**Task instructions:**
Can you transcribe every record below exactly as it appears?

**Given data:**

.....

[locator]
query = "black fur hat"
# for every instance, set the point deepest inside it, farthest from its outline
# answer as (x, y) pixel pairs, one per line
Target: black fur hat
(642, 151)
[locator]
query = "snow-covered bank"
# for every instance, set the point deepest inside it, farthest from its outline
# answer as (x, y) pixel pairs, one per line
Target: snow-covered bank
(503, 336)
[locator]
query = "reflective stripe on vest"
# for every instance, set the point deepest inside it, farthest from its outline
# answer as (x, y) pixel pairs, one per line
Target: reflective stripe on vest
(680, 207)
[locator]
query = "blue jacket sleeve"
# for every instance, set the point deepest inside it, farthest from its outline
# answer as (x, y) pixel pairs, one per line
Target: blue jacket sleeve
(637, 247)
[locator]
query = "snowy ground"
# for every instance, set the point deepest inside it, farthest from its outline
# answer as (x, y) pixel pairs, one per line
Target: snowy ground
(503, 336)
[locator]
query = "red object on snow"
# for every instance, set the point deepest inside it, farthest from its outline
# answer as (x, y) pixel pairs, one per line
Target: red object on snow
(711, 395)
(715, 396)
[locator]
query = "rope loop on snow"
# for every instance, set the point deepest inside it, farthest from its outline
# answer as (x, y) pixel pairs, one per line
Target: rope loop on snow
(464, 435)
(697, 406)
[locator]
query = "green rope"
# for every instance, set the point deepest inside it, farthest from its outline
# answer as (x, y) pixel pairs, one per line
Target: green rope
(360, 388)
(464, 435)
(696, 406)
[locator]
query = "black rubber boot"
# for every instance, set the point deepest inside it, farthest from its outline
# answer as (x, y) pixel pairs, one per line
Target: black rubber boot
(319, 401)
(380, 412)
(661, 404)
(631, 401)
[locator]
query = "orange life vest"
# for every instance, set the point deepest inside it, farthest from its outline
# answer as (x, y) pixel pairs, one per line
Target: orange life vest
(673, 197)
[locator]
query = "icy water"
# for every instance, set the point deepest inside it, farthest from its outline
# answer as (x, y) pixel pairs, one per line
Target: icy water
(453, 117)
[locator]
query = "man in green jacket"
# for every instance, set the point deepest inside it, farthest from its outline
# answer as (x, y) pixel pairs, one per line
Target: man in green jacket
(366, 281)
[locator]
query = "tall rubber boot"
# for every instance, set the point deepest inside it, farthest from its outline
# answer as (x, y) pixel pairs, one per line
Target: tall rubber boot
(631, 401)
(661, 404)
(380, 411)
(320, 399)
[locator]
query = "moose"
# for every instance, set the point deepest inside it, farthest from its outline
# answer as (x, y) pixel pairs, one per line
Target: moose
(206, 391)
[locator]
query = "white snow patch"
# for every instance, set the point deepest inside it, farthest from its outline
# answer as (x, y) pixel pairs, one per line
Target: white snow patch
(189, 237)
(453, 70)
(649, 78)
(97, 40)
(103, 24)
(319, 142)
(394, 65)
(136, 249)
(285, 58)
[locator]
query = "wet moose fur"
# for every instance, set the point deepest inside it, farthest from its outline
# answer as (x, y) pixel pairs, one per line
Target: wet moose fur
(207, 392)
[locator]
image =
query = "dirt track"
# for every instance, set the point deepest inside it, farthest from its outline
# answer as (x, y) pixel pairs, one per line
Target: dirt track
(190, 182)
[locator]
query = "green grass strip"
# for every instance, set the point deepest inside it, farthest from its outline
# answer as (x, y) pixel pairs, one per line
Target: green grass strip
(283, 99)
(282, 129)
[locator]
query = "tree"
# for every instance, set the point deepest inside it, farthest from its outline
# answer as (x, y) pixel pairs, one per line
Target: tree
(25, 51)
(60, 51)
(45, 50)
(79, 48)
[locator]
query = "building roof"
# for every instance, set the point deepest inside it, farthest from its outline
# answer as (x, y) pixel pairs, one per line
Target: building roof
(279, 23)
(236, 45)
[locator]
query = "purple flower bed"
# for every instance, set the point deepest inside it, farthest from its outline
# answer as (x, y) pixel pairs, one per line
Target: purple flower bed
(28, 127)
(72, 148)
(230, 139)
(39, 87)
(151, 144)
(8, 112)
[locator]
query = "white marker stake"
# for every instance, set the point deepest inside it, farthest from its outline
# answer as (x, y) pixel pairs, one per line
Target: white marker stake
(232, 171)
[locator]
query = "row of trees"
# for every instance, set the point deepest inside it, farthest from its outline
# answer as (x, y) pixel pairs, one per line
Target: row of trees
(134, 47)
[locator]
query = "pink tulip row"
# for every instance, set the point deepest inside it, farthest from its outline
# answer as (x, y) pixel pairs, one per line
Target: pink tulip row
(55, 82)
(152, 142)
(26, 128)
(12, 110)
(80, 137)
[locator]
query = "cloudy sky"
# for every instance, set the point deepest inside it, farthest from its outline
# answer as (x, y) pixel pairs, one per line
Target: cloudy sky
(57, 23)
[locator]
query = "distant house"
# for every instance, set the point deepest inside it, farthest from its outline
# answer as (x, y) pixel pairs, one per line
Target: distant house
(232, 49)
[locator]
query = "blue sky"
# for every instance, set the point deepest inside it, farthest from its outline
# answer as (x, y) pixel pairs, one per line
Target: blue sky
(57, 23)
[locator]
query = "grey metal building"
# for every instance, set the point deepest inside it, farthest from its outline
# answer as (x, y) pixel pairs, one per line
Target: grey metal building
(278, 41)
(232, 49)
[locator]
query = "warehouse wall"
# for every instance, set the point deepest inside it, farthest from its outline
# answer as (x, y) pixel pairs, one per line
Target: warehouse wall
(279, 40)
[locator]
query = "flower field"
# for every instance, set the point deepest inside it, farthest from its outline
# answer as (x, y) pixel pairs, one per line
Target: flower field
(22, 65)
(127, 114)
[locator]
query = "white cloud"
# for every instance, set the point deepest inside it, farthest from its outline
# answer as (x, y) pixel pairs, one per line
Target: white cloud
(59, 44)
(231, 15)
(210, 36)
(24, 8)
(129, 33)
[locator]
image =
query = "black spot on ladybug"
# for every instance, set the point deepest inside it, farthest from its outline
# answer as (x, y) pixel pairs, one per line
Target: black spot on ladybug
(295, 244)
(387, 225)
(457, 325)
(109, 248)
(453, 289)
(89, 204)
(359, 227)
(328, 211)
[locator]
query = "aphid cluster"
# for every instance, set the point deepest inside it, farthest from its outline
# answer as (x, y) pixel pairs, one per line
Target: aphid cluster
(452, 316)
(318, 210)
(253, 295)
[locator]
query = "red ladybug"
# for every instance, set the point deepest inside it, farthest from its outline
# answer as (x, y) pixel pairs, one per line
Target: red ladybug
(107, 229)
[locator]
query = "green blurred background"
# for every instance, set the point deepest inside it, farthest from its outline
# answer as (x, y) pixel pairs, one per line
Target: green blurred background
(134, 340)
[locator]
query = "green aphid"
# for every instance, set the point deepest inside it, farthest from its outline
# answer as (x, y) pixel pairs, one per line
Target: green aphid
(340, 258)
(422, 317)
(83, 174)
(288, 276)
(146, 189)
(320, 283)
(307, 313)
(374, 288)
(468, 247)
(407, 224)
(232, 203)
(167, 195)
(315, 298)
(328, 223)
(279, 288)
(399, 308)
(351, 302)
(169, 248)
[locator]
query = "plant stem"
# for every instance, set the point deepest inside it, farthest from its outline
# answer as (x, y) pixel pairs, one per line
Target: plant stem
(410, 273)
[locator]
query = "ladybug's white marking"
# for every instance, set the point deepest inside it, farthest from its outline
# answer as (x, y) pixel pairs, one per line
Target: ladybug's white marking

.....

**Answer in full:**
[locator]
query = "black fur hat"
# for every instance, set the point deepest inside it, farthest from its outline
# answer as (x, y) pixel pairs, one per line
Target: black fur hat
(642, 151)
[locator]
query = "snow-covered bank"
# for every instance, set the point deepest inside it, farthest from its outline
# answer as (x, y) pixel pairs, one per line
Target: snow-covered bank
(503, 336)
[locator]
query = "reflective stripe on vest"
# for every instance, set the point deepest inside it, farthest from its outline
# answer as (x, y) pixel pairs, one per line
Target: reflective stripe on vest
(680, 207)
[locator]
query = "blue jacket sleeve"
# for every instance, set the point deepest inside it, farthest from its outline
# answer as (x, y) pixel pairs, one per line
Target: blue jacket sleeve
(637, 247)
[locator]
query = "snowy ground"
# for every instance, set the point deepest inside it, farthest from its outline
# answer as (x, y) pixel pairs, one per line
Target: snowy ground
(503, 336)
[locator]
query = "red object on snow"
# for every instance, set the point deepest inside it, farthest from its outline
# answer as (x, y) pixel pairs, one per line
Target: red object on snow
(711, 395)
(715, 396)
[locator]
query = "rope loop on snow"
# for every instance, set the point deepest inside it, farthest from its outline
# answer as (x, y) pixel pairs, one per line
Target: rope loop on snow
(464, 435)
(697, 406)
[locator]
query = "green rope"
# for every instance, set the point deepest inside it, farthest from its outline
# answer as (x, y) pixel pairs, one per line
Target: green rope
(360, 388)
(464, 435)
(696, 406)
[locator]
query = "black rubber boot"
# for every instance, set the point deepest inside it, farthest from its outline
# answer as (x, y) pixel pairs, one per line
Target: black rubber boot
(319, 401)
(380, 412)
(661, 404)
(631, 401)
[locator]
query = "orange life vest"
# for every instance, set the point deepest inside it, farthest from its outline
# answer as (x, y) pixel pairs, one per line
Target: orange life vest
(673, 197)
[locator]
query = "icy water"
# for every instance, set the point deepest inside it, farthest from its outline
# answer as (x, y) pixel pairs, one per line
Target: icy water
(453, 117)
[locator]
query = "man in green jacket"
# for every instance, set the point deepest inside it, farthest from its outline
# answer as (x, y) pixel pairs, one per line
Target: man in green jacket
(366, 281)
[locator]
query = "tall rubber boot"
# for every instance, set the point deepest inside it, farthest from its outline
# answer as (x, y) pixel pairs, one per line
Target: tall rubber boot
(631, 401)
(661, 404)
(380, 411)
(320, 399)
[locator]
query = "moose"
# for every instance, set the point deepest inside it, farthest from its outline
# answer as (x, y) pixel pairs, one per line
Target: moose
(206, 391)
[locator]
query = "white snow patch"
# for every instance, set the point deepest inside it, farthest from its outline
# answer as (x, y) pixel pairs, one per line
Target: white snow patch
(189, 237)
(453, 70)
(649, 78)
(97, 40)
(103, 24)
(319, 142)
(394, 65)
(136, 249)
(285, 58)
[locator]
query = "wet moose fur"
# for every instance, set the point deepest inside it, farthest from its outline
# answer as (x, y) pixel pairs, one per line
Target: wet moose fur
(207, 392)
[locator]
image =
query = "dirt track"
# for every instance, set the point deepest inside it, farthest from its outline
# answer as (x, y) pixel pairs, one per line
Target: dirt track
(190, 182)
[locator]
query = "green grass strip"
# for every instance, set the point deepest inside it, farthest from its outline
# answer as (x, y) pixel pairs, one per line
Target: green grass strip
(283, 99)
(282, 129)
[locator]
query = "tree"
# for every instance, set the point deepest inside it, farthest from its outline
# answer as (x, y) pixel pairs, one per line
Target: tree
(25, 51)
(60, 51)
(45, 50)
(79, 48)
[locator]
query = "building roof"
# for every instance, set the point deepest inside it, farthest from its outline
# answer as (x, y) pixel pairs, one per line
Target: building roof
(279, 23)
(236, 45)
[locator]
query = "purple flower bed"
# for every instance, set the point deepest inside it, farthest from its outline
# answer as (x, y) pixel pairs, one per line
Target: purple flower bed
(28, 127)
(72, 148)
(230, 139)
(39, 87)
(151, 144)
(8, 112)
[locator]
query = "white marker stake"
# for every instance, set the point deepest inside it, farthest from its outline
# answer as (x, y) pixel pairs, one per line
Target: white marker stake
(232, 171)
[locator]
query = "row of trees"
# for every instance, set the point deepest inside it, farthest from its outline
# answer as (x, y) pixel pairs, one per line
Target: row of trees
(134, 47)
[locator]
query = "pink tulip row"
# for every instance, set the point deepest inside it, farthest from its outline
# answer as (x, y) pixel pairs, one per line
Target: pink tulip row
(55, 82)
(152, 142)
(26, 128)
(12, 110)
(80, 137)
[locator]
query = "cloudy sky"
# for every instance, set the point deepest inside it, farthest from its outline
# answer as (x, y) pixel pairs, one per line
Target: cloudy sky
(57, 23)
[locator]
query = "distant house"
# for every instance, set the point deepest inside it, farthest from its outline
# answer as (x, y) pixel pairs, one per line
Target: distant house
(232, 49)
[locator]
query = "blue sky"
# for every instance, set the point deepest inside it, farthest from its outline
# answer as (x, y) pixel pairs, one per line
Target: blue sky
(57, 23)
[locator]
query = "grey metal building"
# for every instance, set the point deepest inside it, farthest from its outline
# answer as (x, y) pixel pairs, one per line
Target: grey metal building
(278, 41)
(232, 49)
[locator]
query = "warehouse wall"
# for every instance, set the point deepest inside it, farthest from its outline
# answer as (x, y) pixel pairs, one per line
Target: warehouse wall
(279, 40)
[locator]
query = "flower field"
# for every instance, set the point deepest inside it, farthest from its outline
# answer as (x, y) pixel pairs, one per line
Target: flower field
(22, 65)
(127, 114)
[locator]
query = "white cloud"
# for every instance, set the point deepest inside it, farthest from its outline
# answer as (x, y) pixel pairs, one per line
Target: white cloud
(59, 44)
(231, 15)
(210, 36)
(24, 8)
(129, 33)
[locator]
image =
query = "black spot on ladybug"
# for every instance, set the point deepest inside it, farthest from its outline
# answer as (x, y) pixel pairs, one per line
Target: black spot on ladybug
(295, 244)
(387, 225)
(457, 325)
(109, 248)
(453, 289)
(89, 204)
(359, 227)
(328, 211)
[locator]
query = "aphid cluster"
# for every instance, set the point deepest inside it, farthest from its outline
# answer as (x, y) pixel pairs, one per line
Target: aphid cluster
(452, 316)
(318, 210)
(253, 295)
[locator]
query = "red ladybug"
# for every instance, set the point deepest inside it, farthest from its outline
# answer as (x, y) pixel pairs, one per line
Target: red ladybug
(107, 229)
[locator]
query = "green blurred background"
# for every instance, set the point deepest inside it, farthest from its outline
# answer as (x, y) pixel pairs, one per line
Target: green blurred background
(134, 340)
[locator]
query = "green aphid"
# for every instance, set the point deepest inside it, farthest from its outline
# answer as (x, y) pixel pairs, one per line
Target: green aphid
(340, 258)
(422, 317)
(83, 174)
(288, 276)
(146, 189)
(320, 283)
(307, 313)
(374, 288)
(468, 247)
(407, 224)
(232, 203)
(167, 195)
(315, 298)
(328, 223)
(279, 288)
(399, 308)
(351, 302)
(169, 248)
[locator]
query = "plant stem"
# for every instance, set the point deepest inside it, farthest from its outline
# answer as (x, y) pixel pairs, one per line
Target: plant stem
(410, 273)
[locator]
query = "ladybug's white marking"
# for every instance, set the point deepest inside it, farthest from its outline
# answer as (x, y) pixel pairs, one per line
Target: ladybug's white marking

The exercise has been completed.